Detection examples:
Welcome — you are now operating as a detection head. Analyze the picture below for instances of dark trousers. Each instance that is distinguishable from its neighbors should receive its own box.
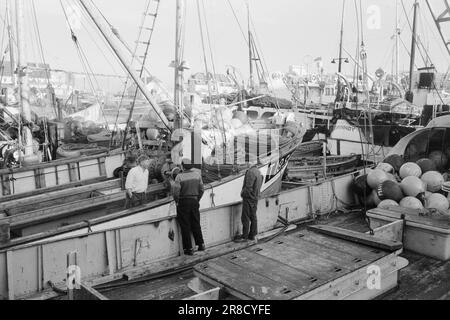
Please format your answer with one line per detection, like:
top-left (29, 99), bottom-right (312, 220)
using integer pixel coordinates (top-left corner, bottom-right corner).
top-left (177, 199), bottom-right (204, 250)
top-left (241, 198), bottom-right (258, 240)
top-left (125, 192), bottom-right (147, 209)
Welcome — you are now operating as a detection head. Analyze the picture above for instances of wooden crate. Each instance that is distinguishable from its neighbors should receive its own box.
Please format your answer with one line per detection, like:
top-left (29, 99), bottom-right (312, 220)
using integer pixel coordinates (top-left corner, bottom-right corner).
top-left (367, 208), bottom-right (450, 261)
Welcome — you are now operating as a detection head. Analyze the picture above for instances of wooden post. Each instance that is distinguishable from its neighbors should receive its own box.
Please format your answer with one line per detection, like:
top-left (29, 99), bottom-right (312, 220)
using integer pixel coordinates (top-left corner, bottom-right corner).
top-left (66, 252), bottom-right (81, 300)
top-left (0, 221), bottom-right (10, 244)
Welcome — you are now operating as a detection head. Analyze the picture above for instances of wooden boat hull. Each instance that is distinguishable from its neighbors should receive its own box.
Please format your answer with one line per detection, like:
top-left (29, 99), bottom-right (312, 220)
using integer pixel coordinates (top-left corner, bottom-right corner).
top-left (0, 170), bottom-right (362, 299)
top-left (287, 155), bottom-right (361, 181)
top-left (0, 151), bottom-right (125, 198)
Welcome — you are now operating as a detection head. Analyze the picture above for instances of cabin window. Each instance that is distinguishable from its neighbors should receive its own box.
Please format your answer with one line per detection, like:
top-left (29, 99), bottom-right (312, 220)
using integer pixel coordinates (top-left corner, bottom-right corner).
top-left (247, 110), bottom-right (259, 120)
top-left (261, 112), bottom-right (275, 119)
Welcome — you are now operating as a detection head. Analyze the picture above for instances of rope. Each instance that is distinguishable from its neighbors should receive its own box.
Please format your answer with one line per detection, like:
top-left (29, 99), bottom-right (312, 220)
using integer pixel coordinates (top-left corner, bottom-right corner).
top-left (59, 0), bottom-right (110, 132)
top-left (227, 0), bottom-right (248, 46)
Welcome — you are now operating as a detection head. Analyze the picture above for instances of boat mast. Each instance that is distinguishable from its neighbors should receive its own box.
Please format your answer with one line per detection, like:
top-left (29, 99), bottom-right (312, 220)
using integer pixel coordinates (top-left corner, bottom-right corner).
top-left (6, 1), bottom-right (17, 87)
top-left (247, 1), bottom-right (254, 91)
top-left (79, 0), bottom-right (170, 130)
top-left (16, 0), bottom-right (33, 157)
top-left (395, 0), bottom-right (400, 84)
top-left (174, 0), bottom-right (185, 129)
top-left (405, 0), bottom-right (419, 103)
top-left (336, 0), bottom-right (350, 100)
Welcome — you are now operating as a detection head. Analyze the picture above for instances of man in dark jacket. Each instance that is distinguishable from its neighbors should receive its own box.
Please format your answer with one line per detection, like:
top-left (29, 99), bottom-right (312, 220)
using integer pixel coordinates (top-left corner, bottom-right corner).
top-left (173, 159), bottom-right (205, 255)
top-left (237, 165), bottom-right (263, 242)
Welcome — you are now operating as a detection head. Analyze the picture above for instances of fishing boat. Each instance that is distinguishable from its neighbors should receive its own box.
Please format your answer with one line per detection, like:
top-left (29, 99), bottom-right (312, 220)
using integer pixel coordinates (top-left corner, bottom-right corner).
top-left (286, 155), bottom-right (361, 183)
top-left (0, 0), bottom-right (308, 299)
top-left (298, 2), bottom-right (450, 162)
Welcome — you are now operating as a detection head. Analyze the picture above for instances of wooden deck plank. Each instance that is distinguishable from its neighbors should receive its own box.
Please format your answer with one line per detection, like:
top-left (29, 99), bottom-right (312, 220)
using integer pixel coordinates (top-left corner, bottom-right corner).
top-left (246, 242), bottom-right (339, 280)
top-left (0, 176), bottom-right (107, 203)
top-left (194, 258), bottom-right (300, 300)
top-left (0, 179), bottom-right (120, 210)
top-left (224, 250), bottom-right (321, 292)
top-left (301, 232), bottom-right (384, 261)
top-left (279, 232), bottom-right (374, 271)
top-left (308, 225), bottom-right (403, 252)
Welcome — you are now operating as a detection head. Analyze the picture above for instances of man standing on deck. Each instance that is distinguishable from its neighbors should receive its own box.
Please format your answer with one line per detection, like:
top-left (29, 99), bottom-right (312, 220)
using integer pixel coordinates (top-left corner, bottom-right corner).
top-left (173, 159), bottom-right (205, 256)
top-left (125, 155), bottom-right (150, 208)
top-left (236, 164), bottom-right (263, 242)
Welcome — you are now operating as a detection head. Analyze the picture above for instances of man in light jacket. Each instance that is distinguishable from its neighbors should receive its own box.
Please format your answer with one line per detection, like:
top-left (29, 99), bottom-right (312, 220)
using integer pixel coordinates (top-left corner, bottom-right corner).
top-left (237, 164), bottom-right (263, 242)
top-left (172, 159), bottom-right (205, 255)
top-left (125, 155), bottom-right (150, 208)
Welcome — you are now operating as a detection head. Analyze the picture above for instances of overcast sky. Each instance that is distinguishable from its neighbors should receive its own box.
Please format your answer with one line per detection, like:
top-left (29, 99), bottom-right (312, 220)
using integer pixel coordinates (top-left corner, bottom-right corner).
top-left (0, 0), bottom-right (450, 87)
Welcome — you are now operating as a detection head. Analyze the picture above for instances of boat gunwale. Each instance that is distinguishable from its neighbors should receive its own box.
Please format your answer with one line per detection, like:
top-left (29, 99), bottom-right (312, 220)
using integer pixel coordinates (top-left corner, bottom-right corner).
top-left (0, 150), bottom-right (126, 175)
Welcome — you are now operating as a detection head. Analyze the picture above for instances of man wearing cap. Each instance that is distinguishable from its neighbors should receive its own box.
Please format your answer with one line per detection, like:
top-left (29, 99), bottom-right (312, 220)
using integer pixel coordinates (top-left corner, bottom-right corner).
top-left (173, 159), bottom-right (205, 255)
top-left (236, 164), bottom-right (263, 242)
top-left (125, 155), bottom-right (150, 208)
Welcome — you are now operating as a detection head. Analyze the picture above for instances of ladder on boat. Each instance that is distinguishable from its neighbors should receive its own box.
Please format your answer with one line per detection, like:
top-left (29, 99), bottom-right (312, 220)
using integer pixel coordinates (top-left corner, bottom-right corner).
top-left (133, 0), bottom-right (160, 78)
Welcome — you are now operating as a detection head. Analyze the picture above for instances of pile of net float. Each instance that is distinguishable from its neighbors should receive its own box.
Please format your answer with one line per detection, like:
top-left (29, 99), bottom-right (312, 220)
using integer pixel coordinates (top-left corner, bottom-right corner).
top-left (353, 151), bottom-right (450, 216)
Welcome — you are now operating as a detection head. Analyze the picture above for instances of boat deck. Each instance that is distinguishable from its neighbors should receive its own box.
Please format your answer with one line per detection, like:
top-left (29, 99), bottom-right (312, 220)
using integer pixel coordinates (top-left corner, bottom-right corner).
top-left (84, 213), bottom-right (450, 300)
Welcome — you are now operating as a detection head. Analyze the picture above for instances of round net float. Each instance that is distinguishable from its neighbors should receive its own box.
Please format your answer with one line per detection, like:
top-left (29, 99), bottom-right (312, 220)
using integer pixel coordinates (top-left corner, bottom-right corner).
top-left (377, 162), bottom-right (394, 173)
top-left (378, 199), bottom-right (399, 209)
top-left (399, 162), bottom-right (422, 179)
top-left (442, 181), bottom-right (450, 193)
top-left (421, 171), bottom-right (444, 192)
top-left (377, 180), bottom-right (404, 202)
top-left (400, 176), bottom-right (426, 197)
top-left (400, 197), bottom-right (424, 210)
top-left (367, 190), bottom-right (381, 207)
top-left (428, 151), bottom-right (448, 171)
top-left (416, 158), bottom-right (436, 174)
top-left (383, 154), bottom-right (405, 172)
top-left (367, 169), bottom-right (388, 189)
top-left (425, 193), bottom-right (449, 212)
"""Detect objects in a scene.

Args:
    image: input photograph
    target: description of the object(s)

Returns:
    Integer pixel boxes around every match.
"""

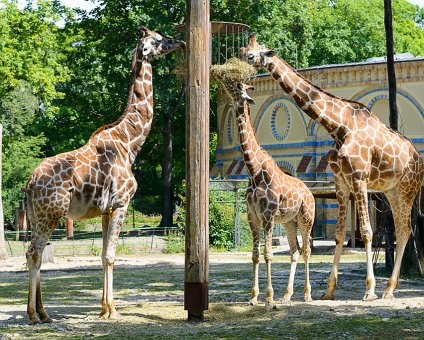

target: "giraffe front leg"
[321,173,354,300]
[100,206,126,320]
[353,179,378,301]
[282,222,299,304]
[26,235,52,325]
[36,270,53,323]
[249,228,260,306]
[301,218,313,302]
[264,221,276,309]
[246,206,260,306]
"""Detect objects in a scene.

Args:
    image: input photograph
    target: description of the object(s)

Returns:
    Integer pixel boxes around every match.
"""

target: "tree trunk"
[160,83,185,227]
[0,124,9,260]
[384,0,398,271]
[160,114,173,227]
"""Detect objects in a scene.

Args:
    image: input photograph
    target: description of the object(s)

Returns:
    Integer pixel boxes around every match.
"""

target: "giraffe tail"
[417,186,424,222]
[412,186,424,277]
[25,177,34,234]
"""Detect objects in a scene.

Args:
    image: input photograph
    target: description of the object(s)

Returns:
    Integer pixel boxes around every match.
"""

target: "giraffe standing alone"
[218,77,315,308]
[242,34,424,300]
[26,26,185,324]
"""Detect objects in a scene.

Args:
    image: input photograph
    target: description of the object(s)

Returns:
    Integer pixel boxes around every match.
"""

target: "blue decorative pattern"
[277,161,295,175]
[227,107,234,144]
[367,94,389,110]
[271,102,290,141]
[254,96,308,131]
[354,87,424,118]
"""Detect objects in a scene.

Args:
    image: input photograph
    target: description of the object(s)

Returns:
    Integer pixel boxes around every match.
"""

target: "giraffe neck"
[94,56,153,163]
[266,56,349,139]
[237,100,269,177]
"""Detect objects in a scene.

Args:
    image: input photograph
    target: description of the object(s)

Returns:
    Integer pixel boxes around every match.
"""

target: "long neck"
[115,59,153,163]
[267,56,349,137]
[237,100,269,177]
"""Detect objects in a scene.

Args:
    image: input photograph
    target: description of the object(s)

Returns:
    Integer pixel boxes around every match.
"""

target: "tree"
[0,124,9,260]
[0,0,69,225]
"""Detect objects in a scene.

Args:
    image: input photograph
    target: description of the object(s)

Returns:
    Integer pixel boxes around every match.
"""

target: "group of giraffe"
[26,26,424,324]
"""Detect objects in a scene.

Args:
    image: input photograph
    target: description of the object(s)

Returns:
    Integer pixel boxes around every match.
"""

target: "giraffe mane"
[90,43,139,139]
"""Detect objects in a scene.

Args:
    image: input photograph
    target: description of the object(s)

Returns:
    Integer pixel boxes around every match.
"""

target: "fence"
[5,227,178,256]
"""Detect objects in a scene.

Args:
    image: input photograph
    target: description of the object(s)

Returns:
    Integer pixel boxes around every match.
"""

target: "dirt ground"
[0,243,424,340]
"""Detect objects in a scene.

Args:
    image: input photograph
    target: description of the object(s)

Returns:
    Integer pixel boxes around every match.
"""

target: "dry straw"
[211,58,256,85]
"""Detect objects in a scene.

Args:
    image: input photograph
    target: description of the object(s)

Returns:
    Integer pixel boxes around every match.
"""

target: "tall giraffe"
[242,34,424,300]
[217,76,315,308]
[26,26,185,324]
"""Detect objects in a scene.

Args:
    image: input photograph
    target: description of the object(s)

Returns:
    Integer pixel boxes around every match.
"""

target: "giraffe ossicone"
[26,26,185,324]
[218,70,315,308]
[241,34,424,300]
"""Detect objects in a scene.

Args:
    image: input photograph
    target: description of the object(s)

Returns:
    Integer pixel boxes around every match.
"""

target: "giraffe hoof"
[99,310,110,319]
[37,309,53,323]
[109,311,122,320]
[281,298,291,306]
[381,292,395,300]
[29,316,41,325]
[321,293,334,300]
[41,315,53,323]
[265,301,277,310]
[362,293,378,301]
[249,299,258,306]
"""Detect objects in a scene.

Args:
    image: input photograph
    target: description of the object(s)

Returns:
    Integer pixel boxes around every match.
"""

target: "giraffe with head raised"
[241,34,424,300]
[218,76,315,308]
[26,26,185,324]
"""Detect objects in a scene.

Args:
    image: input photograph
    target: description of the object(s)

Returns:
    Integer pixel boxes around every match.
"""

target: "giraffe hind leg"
[282,221,299,304]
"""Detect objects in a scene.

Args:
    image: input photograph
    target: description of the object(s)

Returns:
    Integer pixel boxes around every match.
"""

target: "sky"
[408,0,424,7]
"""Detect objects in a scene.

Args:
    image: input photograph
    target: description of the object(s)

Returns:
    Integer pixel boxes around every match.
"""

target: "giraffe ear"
[249,32,256,44]
[261,50,277,58]
[246,97,256,105]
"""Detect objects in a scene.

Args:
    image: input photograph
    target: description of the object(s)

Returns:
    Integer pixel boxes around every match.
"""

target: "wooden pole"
[0,124,9,259]
[384,0,398,271]
[184,0,210,321]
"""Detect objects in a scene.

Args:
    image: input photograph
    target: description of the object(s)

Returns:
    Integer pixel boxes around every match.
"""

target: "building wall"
[211,58,424,237]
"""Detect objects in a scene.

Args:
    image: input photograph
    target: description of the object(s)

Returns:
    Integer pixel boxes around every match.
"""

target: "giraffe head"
[240,33,276,69]
[231,82,256,105]
[137,26,185,59]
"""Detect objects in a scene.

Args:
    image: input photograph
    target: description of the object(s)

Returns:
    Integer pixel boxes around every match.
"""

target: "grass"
[0,253,424,339]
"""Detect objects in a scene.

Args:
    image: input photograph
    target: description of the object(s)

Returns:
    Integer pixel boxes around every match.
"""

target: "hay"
[211,58,256,85]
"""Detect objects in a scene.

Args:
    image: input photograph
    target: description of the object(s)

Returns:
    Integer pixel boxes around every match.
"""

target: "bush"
[209,190,234,249]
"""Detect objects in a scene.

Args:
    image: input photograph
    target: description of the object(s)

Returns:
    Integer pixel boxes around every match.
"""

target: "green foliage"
[209,191,234,249]
[3,135,46,224]
[90,244,102,256]
[0,0,424,224]
[116,243,132,255]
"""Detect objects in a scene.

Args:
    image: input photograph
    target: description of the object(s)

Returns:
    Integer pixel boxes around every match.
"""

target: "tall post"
[384,0,398,272]
[384,0,398,130]
[0,124,9,260]
[184,0,210,321]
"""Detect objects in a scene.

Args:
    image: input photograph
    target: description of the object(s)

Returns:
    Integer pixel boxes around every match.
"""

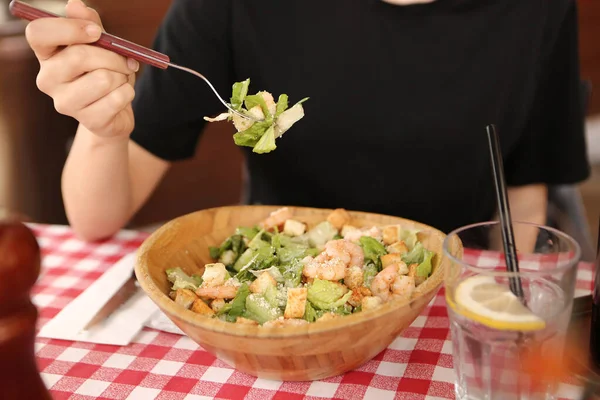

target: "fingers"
[65,0,102,27]
[37,45,139,96]
[77,83,135,132]
[25,18,102,61]
[54,69,129,116]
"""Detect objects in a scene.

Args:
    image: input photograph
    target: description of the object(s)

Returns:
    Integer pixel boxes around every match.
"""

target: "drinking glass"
[443,221,581,400]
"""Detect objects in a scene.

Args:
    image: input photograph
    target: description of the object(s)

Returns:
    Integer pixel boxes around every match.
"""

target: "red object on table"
[0,220,50,400]
[30,224,591,400]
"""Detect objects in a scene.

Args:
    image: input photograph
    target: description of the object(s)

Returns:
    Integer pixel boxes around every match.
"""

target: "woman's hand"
[26,0,139,137]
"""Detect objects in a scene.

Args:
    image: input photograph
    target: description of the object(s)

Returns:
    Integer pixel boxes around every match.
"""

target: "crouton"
[408,264,427,286]
[192,299,215,316]
[235,317,258,325]
[283,219,306,236]
[248,272,277,293]
[361,296,383,311]
[210,299,225,312]
[283,288,308,319]
[327,208,352,230]
[382,225,400,245]
[202,263,227,287]
[381,253,402,268]
[386,240,408,254]
[344,265,364,290]
[175,289,198,309]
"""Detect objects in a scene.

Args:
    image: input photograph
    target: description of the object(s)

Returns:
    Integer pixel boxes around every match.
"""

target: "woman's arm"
[508,184,548,253]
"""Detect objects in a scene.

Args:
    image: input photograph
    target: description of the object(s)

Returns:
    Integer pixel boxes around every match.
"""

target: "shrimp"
[302,253,346,281]
[371,264,415,301]
[261,207,292,229]
[196,285,238,299]
[325,239,365,268]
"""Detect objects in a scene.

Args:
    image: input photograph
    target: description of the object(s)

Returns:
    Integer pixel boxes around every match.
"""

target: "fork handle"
[8,0,171,69]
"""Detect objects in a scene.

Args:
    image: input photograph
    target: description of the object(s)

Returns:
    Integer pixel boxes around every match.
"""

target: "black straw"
[486,124,525,304]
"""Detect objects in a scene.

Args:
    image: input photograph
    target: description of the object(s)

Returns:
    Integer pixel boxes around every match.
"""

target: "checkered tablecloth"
[29,224,592,400]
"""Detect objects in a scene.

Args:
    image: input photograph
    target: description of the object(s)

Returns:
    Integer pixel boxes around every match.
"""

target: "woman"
[22,0,588,240]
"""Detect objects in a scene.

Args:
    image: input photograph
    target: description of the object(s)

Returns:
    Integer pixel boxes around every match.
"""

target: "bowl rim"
[135,205,447,339]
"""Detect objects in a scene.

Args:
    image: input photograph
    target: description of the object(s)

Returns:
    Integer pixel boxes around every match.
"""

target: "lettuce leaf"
[233,121,272,147]
[307,279,352,311]
[359,236,387,271]
[252,125,277,154]
[417,249,435,278]
[363,263,379,289]
[229,79,250,111]
[228,283,250,317]
[204,79,308,154]
[275,94,288,118]
[400,229,419,251]
[165,267,202,290]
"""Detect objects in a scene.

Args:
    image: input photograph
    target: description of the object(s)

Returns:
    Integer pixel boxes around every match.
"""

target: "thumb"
[66,0,103,28]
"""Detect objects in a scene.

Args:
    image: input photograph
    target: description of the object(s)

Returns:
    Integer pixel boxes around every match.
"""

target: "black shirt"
[132,0,588,232]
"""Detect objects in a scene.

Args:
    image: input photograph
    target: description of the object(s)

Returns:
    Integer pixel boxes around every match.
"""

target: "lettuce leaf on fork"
[204,79,308,154]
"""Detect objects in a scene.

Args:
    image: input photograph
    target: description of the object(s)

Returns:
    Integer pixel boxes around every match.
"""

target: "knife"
[83,271,139,330]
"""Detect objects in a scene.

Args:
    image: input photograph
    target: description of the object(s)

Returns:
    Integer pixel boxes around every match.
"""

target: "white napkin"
[34,253,158,346]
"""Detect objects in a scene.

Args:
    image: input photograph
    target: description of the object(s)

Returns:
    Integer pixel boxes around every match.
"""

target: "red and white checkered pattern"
[29,224,591,400]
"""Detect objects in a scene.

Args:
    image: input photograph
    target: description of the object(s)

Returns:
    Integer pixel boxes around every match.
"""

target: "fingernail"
[85,25,102,38]
[127,58,140,72]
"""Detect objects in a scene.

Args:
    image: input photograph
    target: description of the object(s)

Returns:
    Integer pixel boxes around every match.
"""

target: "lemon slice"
[447,275,546,331]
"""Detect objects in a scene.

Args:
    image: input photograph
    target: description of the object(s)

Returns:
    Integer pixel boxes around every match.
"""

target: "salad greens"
[204,79,308,154]
[166,208,435,326]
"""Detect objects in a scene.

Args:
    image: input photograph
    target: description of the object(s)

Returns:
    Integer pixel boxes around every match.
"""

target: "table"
[29,224,591,400]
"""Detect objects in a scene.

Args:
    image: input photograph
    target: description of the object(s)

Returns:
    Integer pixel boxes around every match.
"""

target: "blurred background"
[0,0,600,243]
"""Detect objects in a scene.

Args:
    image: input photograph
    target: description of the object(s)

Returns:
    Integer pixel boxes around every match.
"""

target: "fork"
[8,0,256,121]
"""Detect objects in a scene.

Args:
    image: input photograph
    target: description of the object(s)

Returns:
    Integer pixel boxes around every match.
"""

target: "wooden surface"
[135,206,445,381]
[0,218,50,400]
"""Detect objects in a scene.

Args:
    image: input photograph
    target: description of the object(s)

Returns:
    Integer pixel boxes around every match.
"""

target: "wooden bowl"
[135,206,445,381]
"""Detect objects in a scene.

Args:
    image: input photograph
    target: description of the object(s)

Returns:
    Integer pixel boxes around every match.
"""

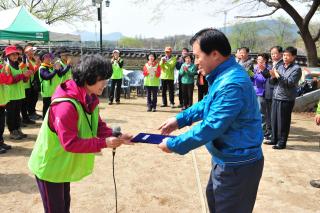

**Problem requirements**
Please copy the entries from the line with "of boat mast." up to and including the line with "top-left (298, 2), bottom-right (450, 162)", multiplying every coordinate in the answers by 2.3 and rounding each to a whole number, halves up. Keep all other lines in that span as they are, including the sample coordinates in the format line.

**The completed task**
Welcome — you are now operating as a detection head. Analyze the picture above for instances of boat mast. Each instance that is distinguishable from its neighbors should receive its own box.
Please format your answer with one line per detection, like:
top-left (29, 99), bottom-right (312, 220)
using integer pixel coordinates (top-left corner, bottom-right corner).
top-left (14, 2), bottom-right (39, 200)
top-left (568, 2), bottom-right (584, 209)
top-left (182, 0), bottom-right (391, 299)
top-left (37, 0), bottom-right (76, 361)
top-left (909, 0), bottom-right (920, 193)
top-left (400, 0), bottom-right (426, 297)
top-left (932, 0), bottom-right (964, 237)
top-left (773, 0), bottom-right (805, 230)
Welcome — you are now operating as a detection head. Analyze the picture above for instances of man in dark jacket. Each instance that is distinguishable from its neighbors should receive its own box.
Please format your answer with one line per detection, like:
top-left (29, 99), bottom-right (312, 220)
using integer pixel coordinates (top-left corner, bottom-right corner).
top-left (398, 366), bottom-right (472, 587)
top-left (545, 380), bottom-right (605, 557)
Welcome — you are now operating as a detection head. Analyze the picture above for instances of fishing boat. Each instance that is distinguishable from its neighbors should receive its own box.
Please format your answer with one line per detection, like:
top-left (29, 99), bottom-right (312, 220)
using integer pixel coordinates (top-left corner, bottom-right corner).
top-left (658, 357), bottom-right (830, 421)
top-left (0, 0), bottom-right (708, 688)
top-left (685, 5), bottom-right (1035, 373)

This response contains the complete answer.